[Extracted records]
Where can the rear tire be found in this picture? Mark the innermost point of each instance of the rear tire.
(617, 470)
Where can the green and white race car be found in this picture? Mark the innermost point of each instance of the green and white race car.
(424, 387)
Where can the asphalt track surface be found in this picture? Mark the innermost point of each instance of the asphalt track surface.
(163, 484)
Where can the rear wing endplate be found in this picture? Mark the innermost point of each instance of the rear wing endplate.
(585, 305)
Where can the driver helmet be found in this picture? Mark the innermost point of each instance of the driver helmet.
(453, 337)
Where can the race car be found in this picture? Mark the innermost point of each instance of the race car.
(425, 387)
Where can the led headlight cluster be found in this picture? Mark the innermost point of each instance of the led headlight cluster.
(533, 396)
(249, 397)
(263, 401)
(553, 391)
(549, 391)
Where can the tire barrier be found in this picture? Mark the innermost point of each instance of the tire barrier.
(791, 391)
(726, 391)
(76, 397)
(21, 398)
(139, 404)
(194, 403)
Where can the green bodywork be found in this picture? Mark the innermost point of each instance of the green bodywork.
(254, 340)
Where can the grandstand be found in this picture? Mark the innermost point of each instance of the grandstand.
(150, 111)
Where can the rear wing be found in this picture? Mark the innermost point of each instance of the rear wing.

● **TASK DETAILS**
Turn every line of the material above into a numbered list, leaving out any blank lines.

● **THE OUTPUT**
1. Where can the rear tire be found in this picture? Mark the innermost point of each instance of the rear tire.
2. (617, 470)
3. Where can the green and white race car be found in this picture? Mark the innermost point of each instance of the green and white race car.
4. (424, 387)
5. Where can the asphalt track surface be found in this picture? Mark the innermost point of each instance of the asphalt track surface.
6. (163, 484)
7. Where can the rear wing endplate be found in this picture? Mark the innermost point of each instance of the rear wing endplate.
8. (585, 305)
9. Where can the driver helmet be found in this picture? Mark the innermost point of each instance of the driver helmet.
10. (453, 337)
11. Where can the race car be found in this picture? Mark the innermost point of each instance of the race car.
12. (425, 387)
13. Where can the led headlight cluster be found in this picture? Mark the innermost point of each instance of the led headlight cluster.
14. (533, 396)
15. (249, 397)
16. (263, 401)
17. (553, 391)
18. (549, 391)
19. Where can the tire barrier be found in this picture? Mark the innermost point of each instance of the tire barrier.
20. (791, 391)
21. (726, 391)
22. (76, 397)
23. (21, 398)
24. (139, 404)
25. (194, 403)
26. Where can the green bodywork be found in this picture? Mark the innermost point of each instance of the green bodywork.
27. (254, 340)
28. Where can the grandstand be found in this picture? Mark the innermost point of each instance of the grandstand.
29. (150, 111)
30. Where can the rear wing be found in this picture? Mark the innermost point of each instance of the rear wing.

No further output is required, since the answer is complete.